The problem
Send back the entries below exactly as they appear.

Data for this exercise
:::::
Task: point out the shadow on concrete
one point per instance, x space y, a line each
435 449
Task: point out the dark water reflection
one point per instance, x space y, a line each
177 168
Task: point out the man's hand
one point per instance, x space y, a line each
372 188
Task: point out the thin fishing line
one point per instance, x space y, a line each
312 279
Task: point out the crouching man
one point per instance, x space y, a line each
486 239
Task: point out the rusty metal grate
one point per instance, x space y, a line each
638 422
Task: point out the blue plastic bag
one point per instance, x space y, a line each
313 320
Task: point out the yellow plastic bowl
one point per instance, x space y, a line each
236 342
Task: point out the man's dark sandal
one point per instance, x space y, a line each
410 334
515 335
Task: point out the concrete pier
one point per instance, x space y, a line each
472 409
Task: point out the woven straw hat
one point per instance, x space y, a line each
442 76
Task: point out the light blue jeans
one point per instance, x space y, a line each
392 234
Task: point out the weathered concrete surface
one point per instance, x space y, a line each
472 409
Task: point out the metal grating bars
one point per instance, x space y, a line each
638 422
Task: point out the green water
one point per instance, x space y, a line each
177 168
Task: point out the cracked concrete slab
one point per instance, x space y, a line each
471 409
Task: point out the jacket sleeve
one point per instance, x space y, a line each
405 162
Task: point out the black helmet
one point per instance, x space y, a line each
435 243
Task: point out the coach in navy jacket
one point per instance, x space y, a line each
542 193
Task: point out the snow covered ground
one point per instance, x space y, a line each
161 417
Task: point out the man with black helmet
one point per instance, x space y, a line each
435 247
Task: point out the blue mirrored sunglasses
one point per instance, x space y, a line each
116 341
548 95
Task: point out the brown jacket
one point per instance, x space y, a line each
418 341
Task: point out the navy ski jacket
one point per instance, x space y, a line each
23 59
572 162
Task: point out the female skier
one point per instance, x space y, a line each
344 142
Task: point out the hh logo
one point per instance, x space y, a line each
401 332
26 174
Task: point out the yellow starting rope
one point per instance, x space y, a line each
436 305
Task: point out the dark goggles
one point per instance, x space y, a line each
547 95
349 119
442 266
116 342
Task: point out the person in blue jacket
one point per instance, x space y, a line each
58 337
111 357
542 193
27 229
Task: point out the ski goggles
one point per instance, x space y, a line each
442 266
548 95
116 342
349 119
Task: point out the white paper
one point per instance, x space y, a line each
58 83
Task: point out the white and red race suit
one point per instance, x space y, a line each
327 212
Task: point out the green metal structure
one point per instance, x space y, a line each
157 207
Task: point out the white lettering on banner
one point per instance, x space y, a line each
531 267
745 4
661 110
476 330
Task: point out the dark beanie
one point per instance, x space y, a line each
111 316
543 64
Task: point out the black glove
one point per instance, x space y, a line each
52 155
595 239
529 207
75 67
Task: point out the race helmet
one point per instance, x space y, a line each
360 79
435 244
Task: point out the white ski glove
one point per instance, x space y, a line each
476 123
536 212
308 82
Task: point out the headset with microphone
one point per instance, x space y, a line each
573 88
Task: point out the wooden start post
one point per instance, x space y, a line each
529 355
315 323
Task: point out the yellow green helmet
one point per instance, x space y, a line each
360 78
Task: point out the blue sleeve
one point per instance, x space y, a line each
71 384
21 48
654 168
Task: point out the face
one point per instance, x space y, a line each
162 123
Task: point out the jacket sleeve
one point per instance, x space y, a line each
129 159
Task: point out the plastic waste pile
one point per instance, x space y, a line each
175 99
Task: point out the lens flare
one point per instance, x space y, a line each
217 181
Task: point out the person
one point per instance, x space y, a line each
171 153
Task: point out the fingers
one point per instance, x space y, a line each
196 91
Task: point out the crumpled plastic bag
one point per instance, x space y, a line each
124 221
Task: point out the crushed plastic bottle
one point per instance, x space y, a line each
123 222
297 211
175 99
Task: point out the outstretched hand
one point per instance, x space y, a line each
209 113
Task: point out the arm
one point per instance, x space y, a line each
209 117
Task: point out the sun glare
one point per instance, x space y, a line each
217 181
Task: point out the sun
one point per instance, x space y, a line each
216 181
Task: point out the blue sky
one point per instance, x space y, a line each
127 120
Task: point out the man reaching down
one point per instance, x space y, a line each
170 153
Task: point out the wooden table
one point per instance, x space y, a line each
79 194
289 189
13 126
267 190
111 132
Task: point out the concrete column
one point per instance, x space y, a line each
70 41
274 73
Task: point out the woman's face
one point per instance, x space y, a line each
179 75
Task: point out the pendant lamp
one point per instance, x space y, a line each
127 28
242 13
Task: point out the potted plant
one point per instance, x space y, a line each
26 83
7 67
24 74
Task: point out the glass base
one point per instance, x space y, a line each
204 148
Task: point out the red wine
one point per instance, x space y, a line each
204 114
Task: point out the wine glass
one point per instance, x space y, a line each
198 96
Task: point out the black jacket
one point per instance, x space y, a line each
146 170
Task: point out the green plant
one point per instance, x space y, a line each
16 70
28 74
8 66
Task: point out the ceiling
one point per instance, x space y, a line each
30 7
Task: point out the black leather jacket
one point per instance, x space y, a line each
:::::
Result
Task: point out the shadow on concrete
one point per instance, x space y, a line each
435 449
Task: point out the dark water reflection
one point per instance, x space y, a line each
177 168
Task: point out the man's hand
one point per instance, x space y, a line each
372 188
Task: point out the thin fishing line
one point per instance, x space y, a line each
312 279
Task: point out the crouching man
one point per instance, x space y, a line each
486 239
Task: point out the rusty metal grate
one point per instance, x space y, a line each
638 422
Task: point out the blue plastic bag
one point per instance, x space y, a line each
313 320
Task: point out the yellow plastic bowl
one point per instance, x space y, a line each
236 342
Task: point out the man's dark sandal
one point per instance, x space y, a line each
410 334
515 335
Task: point out the concrete pier
one point per instance, x space y, a line each
472 409
Task: point out the woven straw hat
one point per instance, x space y, a line each
442 76
Task: point out the light blue jeans
one point per instance, x space y, a line each
392 234
Task: point out the weathered concrete surface
one point per instance, x space y, a line each
472 409
Task: point out the metal grating bars
one point per instance, x space y, a line each
638 422
Task: point out the green water
one point per instance, x space y, a line each
177 168
Task: point out the cracked concrete slab
one point per instance, x space y, a line each
471 409
Task: point out the jacket sleeve
one point per instance, x space y, a line each
405 162
Task: point out the black helmet
one point per instance, x space y, a line each
435 243
Task: point out the coach in navy jacket
one point per instance, x space y, a line each
542 193
Task: point out the snow covered ground
one point per instance, x space y, a line each
161 417
Task: point out the man with black helmet
one point per instance, x space y, a line each
435 247
Task: point out the blue mirrored sunglasses
one point per instance, x space y, a line each
116 341
548 95
Task: point out the brown jacket
one point per instance, x space y, a line each
418 341
Task: point out the navy ski jacket
one point per instance, x space y, a line each
23 59
572 162
Task: point out the female skier
one point per instance, x space y, a line each
344 142
Task: point out the hh logo
one point per instance, x space y, a line each
401 332
26 174
Task: point out the yellow starting rope
one point per instance, x space y, a line each
436 305
Task: point out the dark goggles
one point per instance, x space y, a line each
547 95
349 119
442 266
116 342
Task: point out the person in blue jacket
one point per instance, x space y, a line each
58 337
111 357
542 193
27 229
Task: point out the ski goggles
one point per instance, x space y, a line each
442 266
548 95
116 342
349 119
Task: point out the white paper
one point per instance, x space y, a line each
58 83
Task: point out the white and red race suit
one point per instance, x space y, a line each
327 212
Task: point out the green metal structure
one point per instance, x space y, a line each
157 207
Task: point out the white lettering on banner
one point per instance, x space y, a line each
531 267
745 4
661 110
476 330
Task: point out the dark beanie
one point per instance, x space y, a line each
111 316
543 64
Task: point out the black glove
one point per instance, x space y, a line each
52 155
595 239
529 207
75 67
Task: point out the race helmet
one point per instance, x space y, a line each
360 79
435 244
Task: point out the white ski glove
one point per instance, x space y, a line each
476 123
536 212
308 82
Task: point out the headset with microphone
one point per instance, x space y, a line each
573 88
Task: point out the wooden start post
one point per instance, x space y, a line each
529 355
315 323
Task: point out the yellow green helmet
one point per instance, x space y, a line each
360 78
Task: point out the blue sleeve
one point per instance, x space y, a line each
71 384
21 48
654 168
Task: point out the face
one point per instance, x space y, a line each
162 123
Task: point out the jacket sleeve
one point per instance, x space y, a line each
129 159
Task: point out the plastic waste pile
one point per instance, x space y, a line each
175 99
Task: point out the lens flare
one point per instance, x space y, a line each
217 181
Task: point out the person
one point per instance, x space y, a line each
171 153
Task: point out the fingers
one point per instance, x space y, a line each
196 91
Task: point out the crumpled plastic bag
one point per instance, x space y, a line each
124 221
Task: point out the crushed plastic bottle
one point per instance, x space y, a line each
123 222
297 211
175 99
Task: point out the outstretched hand
one point per instance, x space y, a line each
209 113
Task: point out the arm
one point per instance, x space y, a line each
209 117
Task: point out the sun glare
one point per instance, x space y, a line each
217 181
Task: point out the sun
one point per instance, x space y, a line each
216 181
Task: point out the blue sky
one point per instance, x space y, a line each
127 120
Task: point out the man reaching down
one point per instance, x space y, a line each
170 153
Task: point out the wooden table
one point per instance, x space y, a line each
79 194
289 189
13 126
267 190
111 132
Task: point out the concrete column
one point per instance, x space y, a line each
70 41
274 73
Task: point out the woman's face
one point per instance, x space y, a line each
179 75
Task: point out the pendant lamp
one point per instance, x space y, a line each
127 28
242 13
Task: point out the potted plant
one point per instance, x space y, a line each
26 83
7 67
24 74
Task: point out the glass base
one point per instance, x space y, a line each
204 148
Task: point out the red wine
one point per instance, x space y, a line each
204 114
Task: point out the wine glass
one point per instance, x space y, a line each
198 96
Task: point out the black jacket
one point per instance, x space y, a line each
146 170
Task: point out the green plant
one point per instance, x space y, a line each
16 70
28 74
8 66
Task: point out the ceiling
one point per instance, x space y, a line each
30 7
Task: point out the black leather jacket
one point per instance, x space y, a line each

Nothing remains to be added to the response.